» REQUIRED TASK
Copy the records below word for word, keeping every line as it appears.

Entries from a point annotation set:
****
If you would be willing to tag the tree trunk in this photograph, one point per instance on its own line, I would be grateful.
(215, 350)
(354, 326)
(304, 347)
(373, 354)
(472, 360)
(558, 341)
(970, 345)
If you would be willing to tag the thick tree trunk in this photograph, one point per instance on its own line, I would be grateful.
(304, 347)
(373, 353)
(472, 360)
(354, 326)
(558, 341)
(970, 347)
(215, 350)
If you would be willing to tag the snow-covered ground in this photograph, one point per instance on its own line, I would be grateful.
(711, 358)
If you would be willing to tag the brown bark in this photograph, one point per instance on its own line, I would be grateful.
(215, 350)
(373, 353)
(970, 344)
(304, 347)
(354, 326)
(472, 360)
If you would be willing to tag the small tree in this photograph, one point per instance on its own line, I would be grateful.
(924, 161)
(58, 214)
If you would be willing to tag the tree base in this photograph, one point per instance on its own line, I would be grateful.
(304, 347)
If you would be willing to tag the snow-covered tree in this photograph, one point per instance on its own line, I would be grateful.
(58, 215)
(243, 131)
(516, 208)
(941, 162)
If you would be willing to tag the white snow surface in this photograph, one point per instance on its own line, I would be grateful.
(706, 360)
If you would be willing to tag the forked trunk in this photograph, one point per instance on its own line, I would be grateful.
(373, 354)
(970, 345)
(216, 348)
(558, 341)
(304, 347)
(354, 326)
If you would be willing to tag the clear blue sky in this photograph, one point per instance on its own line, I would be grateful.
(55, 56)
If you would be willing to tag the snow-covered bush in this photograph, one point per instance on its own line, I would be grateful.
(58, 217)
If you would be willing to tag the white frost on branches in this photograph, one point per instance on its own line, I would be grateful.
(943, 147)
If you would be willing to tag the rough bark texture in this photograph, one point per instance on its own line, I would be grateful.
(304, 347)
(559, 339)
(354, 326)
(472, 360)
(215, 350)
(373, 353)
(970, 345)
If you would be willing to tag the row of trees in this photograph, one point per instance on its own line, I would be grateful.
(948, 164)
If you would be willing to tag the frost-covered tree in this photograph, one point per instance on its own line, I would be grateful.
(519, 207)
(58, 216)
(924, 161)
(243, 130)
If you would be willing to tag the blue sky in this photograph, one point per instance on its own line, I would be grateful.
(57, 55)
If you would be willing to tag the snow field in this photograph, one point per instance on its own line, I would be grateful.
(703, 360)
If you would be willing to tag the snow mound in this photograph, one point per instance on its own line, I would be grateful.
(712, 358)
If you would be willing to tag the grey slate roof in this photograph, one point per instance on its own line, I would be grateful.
****
» EXPECTED OUTPUT
If you would be willing to tag the tree trunk in this photograph, one point per instance on its own line, I would be grateful.
(215, 350)
(354, 326)
(304, 347)
(373, 354)
(472, 360)
(558, 341)
(970, 345)
If you would be willing to tag the thick tree trunk in this photograph, one point per instance on its own line, I would be grateful.
(304, 347)
(373, 353)
(472, 360)
(354, 326)
(558, 341)
(970, 347)
(215, 350)
If you would be willing to tag the snow-covered ground in this photograph, one point per instance on its own line, I would be grateful.
(711, 358)
If you would be willing to tag the brown bark in this photograph, one point per instance on its own line, I would be grateful.
(215, 350)
(373, 353)
(970, 344)
(304, 347)
(354, 326)
(472, 360)
If you would be willing to tag the small tree in this photograph, one point per instance on its own line, I would be grateful.
(924, 161)
(58, 214)
If you would be willing to tag the tree base in this photograph, one point per instance on its own line, I would be grateful.
(304, 347)
If you would be willing to tag the snow-covered tree in this photograph, one point per instance on its own line, I would be grateful.
(58, 215)
(243, 131)
(516, 208)
(941, 162)
If you would be willing to tag the white snow surface in this photograph, one point per instance on its own line, I would be grateful.
(706, 360)
If you would be willing to tag the forked trunk in this photograph, one point per instance on its own line, I would be grateful.
(373, 354)
(970, 345)
(216, 348)
(558, 341)
(304, 347)
(354, 326)
If you would be willing to tag the clear blue sky in this photograph, one point per instance on its own line, I would be grateful.
(55, 56)
If you would be willing to tag the snow-covered bush in this photograph, one point per instance on its own line, I would be grateful.
(58, 217)
If you would be willing to tag the white frost on branches in this photograph, one point per instance on its own line, I would be grateful.
(943, 147)
If you would be willing to tag the rough bark texture in this photograph, one point per instance on its own line, I would be grateful.
(304, 347)
(559, 339)
(354, 326)
(472, 360)
(215, 350)
(373, 353)
(970, 345)
If you would be willing to tag the row of trees in this photograph, one point per instance on its own line, I would be grateful.
(948, 164)
If you would be willing to tag the frost-covered tree in this photograph, one point per instance on its own line, I would be grateful.
(519, 207)
(58, 216)
(924, 161)
(243, 130)
If you would be willing to tag the blue sky in this photograph, one point per instance on its own line, I would be grateful.
(57, 55)
If you would be willing to tag the snow field in this photograph, one point per instance on its own line, I would be grateful.
(703, 360)
If you would be willing to tag the snow mound in this photograph, one point per instance on its own line, I would be grateful.
(712, 358)
If you would be willing to tag the grey slate roof in this photograph, one point per instance on its own line, I would be grateful.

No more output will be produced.